[Dataset items]
════════════════

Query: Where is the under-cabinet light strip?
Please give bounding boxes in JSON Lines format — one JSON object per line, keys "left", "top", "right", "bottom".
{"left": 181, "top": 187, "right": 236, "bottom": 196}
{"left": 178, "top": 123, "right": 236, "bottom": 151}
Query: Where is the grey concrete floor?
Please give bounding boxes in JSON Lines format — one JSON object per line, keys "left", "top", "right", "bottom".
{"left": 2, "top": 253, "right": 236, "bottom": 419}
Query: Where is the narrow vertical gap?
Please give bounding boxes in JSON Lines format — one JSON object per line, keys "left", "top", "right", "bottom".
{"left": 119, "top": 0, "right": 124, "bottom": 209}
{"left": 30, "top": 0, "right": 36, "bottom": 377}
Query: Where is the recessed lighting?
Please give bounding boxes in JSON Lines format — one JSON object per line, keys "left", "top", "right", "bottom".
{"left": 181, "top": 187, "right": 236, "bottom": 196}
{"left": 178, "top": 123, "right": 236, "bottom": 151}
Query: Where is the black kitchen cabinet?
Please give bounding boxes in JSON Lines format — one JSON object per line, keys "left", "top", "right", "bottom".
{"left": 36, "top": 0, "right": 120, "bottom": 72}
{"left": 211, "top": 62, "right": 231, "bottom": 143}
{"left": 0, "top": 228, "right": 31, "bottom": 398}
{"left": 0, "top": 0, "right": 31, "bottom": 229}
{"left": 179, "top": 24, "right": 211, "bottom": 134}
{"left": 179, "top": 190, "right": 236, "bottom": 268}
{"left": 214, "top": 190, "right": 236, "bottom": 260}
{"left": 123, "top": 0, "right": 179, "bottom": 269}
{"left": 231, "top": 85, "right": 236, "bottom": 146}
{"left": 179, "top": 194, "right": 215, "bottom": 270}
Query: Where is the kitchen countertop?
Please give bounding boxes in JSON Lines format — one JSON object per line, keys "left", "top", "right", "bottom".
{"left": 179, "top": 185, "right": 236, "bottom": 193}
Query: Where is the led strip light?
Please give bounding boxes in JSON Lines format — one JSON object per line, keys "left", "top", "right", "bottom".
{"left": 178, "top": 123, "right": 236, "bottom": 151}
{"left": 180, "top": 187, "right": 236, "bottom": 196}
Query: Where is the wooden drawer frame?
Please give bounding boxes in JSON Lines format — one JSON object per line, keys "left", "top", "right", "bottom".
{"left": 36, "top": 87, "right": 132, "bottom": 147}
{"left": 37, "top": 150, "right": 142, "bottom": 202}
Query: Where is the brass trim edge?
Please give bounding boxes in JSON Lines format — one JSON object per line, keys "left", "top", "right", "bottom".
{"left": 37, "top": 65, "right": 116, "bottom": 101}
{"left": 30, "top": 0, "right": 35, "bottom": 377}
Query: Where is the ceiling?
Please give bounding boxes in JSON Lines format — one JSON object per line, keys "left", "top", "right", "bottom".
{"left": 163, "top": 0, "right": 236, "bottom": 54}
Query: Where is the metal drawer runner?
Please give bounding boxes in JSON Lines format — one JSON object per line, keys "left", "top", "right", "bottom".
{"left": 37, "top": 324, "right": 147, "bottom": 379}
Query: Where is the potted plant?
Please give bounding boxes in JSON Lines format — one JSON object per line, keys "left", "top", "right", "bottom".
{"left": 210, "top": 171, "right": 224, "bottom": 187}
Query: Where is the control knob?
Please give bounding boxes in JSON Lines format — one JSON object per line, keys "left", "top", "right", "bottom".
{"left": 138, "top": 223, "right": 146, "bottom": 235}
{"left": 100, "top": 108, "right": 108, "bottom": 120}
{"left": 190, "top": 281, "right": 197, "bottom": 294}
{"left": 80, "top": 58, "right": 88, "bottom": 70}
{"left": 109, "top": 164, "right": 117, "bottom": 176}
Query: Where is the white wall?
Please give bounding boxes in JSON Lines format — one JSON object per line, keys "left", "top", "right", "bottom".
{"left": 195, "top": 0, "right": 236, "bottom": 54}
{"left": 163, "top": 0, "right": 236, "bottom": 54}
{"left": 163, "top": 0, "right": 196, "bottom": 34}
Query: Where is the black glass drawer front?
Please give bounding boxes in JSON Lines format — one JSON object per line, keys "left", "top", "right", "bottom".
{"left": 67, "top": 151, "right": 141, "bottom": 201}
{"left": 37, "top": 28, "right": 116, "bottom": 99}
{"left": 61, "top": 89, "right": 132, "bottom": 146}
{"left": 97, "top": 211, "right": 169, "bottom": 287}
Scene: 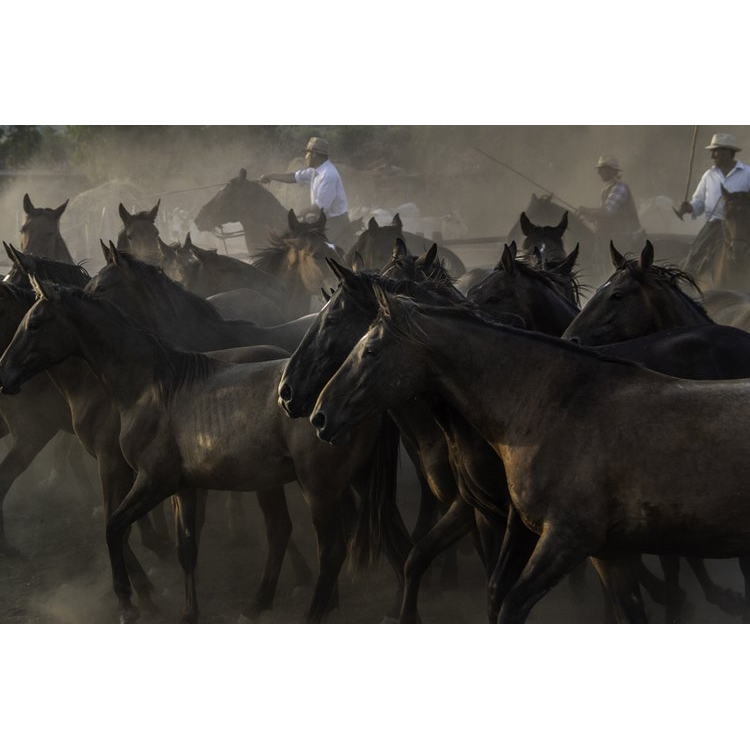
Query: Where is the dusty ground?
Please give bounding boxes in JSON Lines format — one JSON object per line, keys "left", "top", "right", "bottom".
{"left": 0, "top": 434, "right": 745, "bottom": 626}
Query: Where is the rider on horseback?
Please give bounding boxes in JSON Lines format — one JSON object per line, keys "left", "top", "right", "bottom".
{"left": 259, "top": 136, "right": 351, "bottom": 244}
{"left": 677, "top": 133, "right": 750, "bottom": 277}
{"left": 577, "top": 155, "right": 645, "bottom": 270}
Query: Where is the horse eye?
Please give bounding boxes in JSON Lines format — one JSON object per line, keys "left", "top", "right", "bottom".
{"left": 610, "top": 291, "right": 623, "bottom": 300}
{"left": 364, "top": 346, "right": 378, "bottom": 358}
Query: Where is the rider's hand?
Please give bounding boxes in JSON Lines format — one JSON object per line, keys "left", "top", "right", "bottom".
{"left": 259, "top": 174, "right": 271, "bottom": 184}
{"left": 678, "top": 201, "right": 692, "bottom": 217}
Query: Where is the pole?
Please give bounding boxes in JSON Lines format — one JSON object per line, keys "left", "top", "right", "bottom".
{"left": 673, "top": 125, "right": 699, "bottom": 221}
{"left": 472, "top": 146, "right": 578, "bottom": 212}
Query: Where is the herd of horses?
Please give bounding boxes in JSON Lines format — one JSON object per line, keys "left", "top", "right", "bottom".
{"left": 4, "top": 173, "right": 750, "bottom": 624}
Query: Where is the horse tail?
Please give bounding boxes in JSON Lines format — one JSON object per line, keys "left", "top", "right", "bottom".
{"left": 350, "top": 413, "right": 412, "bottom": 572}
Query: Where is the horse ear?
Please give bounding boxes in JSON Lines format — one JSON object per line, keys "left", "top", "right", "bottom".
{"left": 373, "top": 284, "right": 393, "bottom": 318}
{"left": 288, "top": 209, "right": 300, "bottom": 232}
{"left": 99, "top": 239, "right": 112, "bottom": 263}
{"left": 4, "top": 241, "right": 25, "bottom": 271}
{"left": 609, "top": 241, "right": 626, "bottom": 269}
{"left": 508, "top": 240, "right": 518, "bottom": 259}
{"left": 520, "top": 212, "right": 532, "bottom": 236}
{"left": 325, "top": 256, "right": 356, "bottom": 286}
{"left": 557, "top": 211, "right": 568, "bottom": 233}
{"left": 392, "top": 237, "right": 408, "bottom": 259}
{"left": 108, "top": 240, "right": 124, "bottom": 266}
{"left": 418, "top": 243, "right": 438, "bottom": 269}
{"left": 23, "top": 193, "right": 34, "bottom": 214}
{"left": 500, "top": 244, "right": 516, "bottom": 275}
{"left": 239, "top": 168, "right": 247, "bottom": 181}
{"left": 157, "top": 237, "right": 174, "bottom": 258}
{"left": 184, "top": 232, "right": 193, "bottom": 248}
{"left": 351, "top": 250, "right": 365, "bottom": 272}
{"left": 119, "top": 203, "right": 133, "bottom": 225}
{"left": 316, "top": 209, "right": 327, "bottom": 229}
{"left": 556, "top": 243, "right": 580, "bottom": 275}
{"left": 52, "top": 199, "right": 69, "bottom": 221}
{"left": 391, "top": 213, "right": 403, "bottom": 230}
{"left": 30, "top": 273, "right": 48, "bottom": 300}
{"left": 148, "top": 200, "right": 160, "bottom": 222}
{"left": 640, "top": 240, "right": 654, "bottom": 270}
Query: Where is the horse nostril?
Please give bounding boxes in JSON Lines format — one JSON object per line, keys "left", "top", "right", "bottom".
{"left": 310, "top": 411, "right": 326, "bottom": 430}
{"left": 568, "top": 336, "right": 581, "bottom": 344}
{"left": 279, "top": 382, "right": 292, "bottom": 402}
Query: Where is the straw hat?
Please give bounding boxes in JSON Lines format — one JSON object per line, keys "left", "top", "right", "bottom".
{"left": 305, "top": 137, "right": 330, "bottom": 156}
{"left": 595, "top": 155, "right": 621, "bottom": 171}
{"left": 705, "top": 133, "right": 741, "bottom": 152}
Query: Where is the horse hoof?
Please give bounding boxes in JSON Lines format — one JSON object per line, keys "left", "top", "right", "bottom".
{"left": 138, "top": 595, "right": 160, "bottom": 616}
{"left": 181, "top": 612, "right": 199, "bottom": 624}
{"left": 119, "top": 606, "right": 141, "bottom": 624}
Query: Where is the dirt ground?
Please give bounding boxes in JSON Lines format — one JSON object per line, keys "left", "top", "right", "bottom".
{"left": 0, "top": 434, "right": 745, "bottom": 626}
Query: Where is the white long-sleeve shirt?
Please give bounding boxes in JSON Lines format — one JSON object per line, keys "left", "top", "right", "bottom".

════════════════

§ **PROBLEM DETAILS**
Whenever a line above includes "cabinet", copy it in full.

§ **EXPECTED OUTPUT**
Query: Where is the under-cabinet light strip?
Query: Where is the black kitchen cabinet?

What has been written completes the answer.